>> begin Data for this task

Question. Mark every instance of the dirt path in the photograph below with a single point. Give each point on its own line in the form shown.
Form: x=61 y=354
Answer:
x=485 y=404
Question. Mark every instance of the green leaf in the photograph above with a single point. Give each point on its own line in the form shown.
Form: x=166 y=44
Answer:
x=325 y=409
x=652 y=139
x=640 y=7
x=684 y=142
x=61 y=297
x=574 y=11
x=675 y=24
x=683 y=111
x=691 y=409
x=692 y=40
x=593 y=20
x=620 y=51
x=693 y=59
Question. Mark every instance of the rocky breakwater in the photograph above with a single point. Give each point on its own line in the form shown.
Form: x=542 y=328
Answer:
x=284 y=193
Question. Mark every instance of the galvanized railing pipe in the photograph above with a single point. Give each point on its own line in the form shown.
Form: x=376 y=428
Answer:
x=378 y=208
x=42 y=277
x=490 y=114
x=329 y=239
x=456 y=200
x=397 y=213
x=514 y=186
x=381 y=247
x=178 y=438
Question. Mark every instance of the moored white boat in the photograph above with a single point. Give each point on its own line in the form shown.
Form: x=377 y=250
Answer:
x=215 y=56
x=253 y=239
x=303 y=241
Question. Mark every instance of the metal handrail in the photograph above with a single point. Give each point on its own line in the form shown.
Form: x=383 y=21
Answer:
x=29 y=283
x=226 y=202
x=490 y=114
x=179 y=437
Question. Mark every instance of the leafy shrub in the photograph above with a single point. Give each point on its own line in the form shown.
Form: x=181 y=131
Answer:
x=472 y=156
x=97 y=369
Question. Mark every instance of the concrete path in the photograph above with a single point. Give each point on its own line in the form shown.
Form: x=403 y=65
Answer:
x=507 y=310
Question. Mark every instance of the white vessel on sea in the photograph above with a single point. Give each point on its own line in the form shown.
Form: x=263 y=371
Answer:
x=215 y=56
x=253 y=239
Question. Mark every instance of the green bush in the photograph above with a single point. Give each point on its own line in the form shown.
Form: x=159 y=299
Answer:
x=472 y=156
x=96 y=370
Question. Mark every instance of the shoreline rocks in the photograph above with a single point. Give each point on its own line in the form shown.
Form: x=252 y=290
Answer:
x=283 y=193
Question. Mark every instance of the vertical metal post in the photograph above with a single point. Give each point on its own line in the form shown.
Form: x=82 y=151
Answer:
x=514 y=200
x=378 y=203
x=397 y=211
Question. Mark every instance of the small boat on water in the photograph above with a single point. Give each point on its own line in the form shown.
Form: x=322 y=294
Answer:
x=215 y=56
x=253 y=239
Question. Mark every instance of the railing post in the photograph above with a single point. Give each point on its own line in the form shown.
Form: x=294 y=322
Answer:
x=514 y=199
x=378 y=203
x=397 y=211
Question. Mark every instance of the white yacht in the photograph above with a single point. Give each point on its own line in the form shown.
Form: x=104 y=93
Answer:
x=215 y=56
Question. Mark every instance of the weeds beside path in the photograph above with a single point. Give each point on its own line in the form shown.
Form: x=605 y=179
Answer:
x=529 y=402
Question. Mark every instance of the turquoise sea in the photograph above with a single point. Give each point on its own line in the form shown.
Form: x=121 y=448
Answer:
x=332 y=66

>> end Data for this task

#### Instructions for the task
Change every "photograph" in the material above to "image", and give the full material again with nothing else altered.

#### Answer in full
Question. Mark every instance of the dirt path in the image below with a single point. Give each point on its own line in the form shown.
Form: x=61 y=354
Answer:
x=485 y=404
Question. Mark every instance of the green leaf in the image above with a single point. Give each point on its own line in the form shown.
Form: x=166 y=44
Answer:
x=325 y=409
x=652 y=139
x=640 y=7
x=684 y=142
x=61 y=297
x=574 y=11
x=675 y=24
x=683 y=111
x=691 y=409
x=692 y=40
x=593 y=20
x=620 y=51
x=693 y=59
Question. Mark every instance of the rocky breakwater in the image above with a single point. Give each point on its own line in the form shown.
Form: x=542 y=328
Answer:
x=284 y=193
Question. Mark every instance of the galvanized railing pipe in the image above with a single point. Give each point on its own line in the form shown.
Form: x=376 y=428
Answer:
x=378 y=208
x=42 y=277
x=490 y=114
x=329 y=239
x=456 y=200
x=397 y=213
x=514 y=186
x=381 y=247
x=178 y=438
Question. Mark every instance of the moored white boat in the image above with a single point. Give each point on its own line in the form shown.
Form: x=377 y=250
Answer:
x=215 y=56
x=253 y=239
x=303 y=241
Question. Mark every instance of the metal handrail in the image above with a single point. Give each point on its own line in the form shown.
Form: x=383 y=21
Answer:
x=29 y=283
x=226 y=202
x=490 y=114
x=179 y=437
Question. Mark every instance of the leafy shrub in the image above with a single point. Give each point on its own line in the form shown.
Form: x=181 y=131
Answer:
x=472 y=156
x=97 y=369
Question. Mark every instance of the concrete path in the image above with a single point. Give each point on its own line in the form shown.
Form: x=403 y=65
Answer:
x=507 y=310
Question. Mark every instance of the white vessel on sea in the image above with a single point. Give each point on its own line in the form shown.
Form: x=263 y=371
Answer:
x=215 y=56
x=253 y=239
Question. Mark every instance of the green bush in the image above with a single point. Give each point on its own line in the form shown.
Form: x=159 y=299
Answer:
x=472 y=156
x=96 y=370
Question. Mark every instance of the shoreline rocks in the image above with a single point. Give each point on its own line in the form shown.
Form: x=252 y=290
Answer:
x=283 y=193
Question. Mark every instance of the vertical metal post in the image above with a single point. Give each point on its own line in the form shown.
Form: x=82 y=151
Answer:
x=514 y=200
x=378 y=203
x=397 y=211
Question. Mark every instance of the small boat on water in the image above with a single point. Give each point on its own line in the form shown.
Form: x=322 y=294
Answer:
x=215 y=56
x=253 y=239
Question. Mark every instance of the railing post in the image above with a single point. Give each point on its own line in the form shown.
Form: x=294 y=322
Answer:
x=514 y=199
x=378 y=203
x=397 y=211
Question. Mark every instance of the white yacht in the image above with a single point. Give each point on its own line in the form shown.
Form: x=104 y=93
Answer:
x=215 y=56
Question. Mark every instance of the weeds beside path in the image above with a single point. Give each point on its own line in the form shown.
Form: x=605 y=179
Answer:
x=529 y=402
Question. Mark every instance of the turquoise sea in the image above with a single point. Give each point on its own line in the form shown.
Form: x=121 y=448
Answer:
x=332 y=66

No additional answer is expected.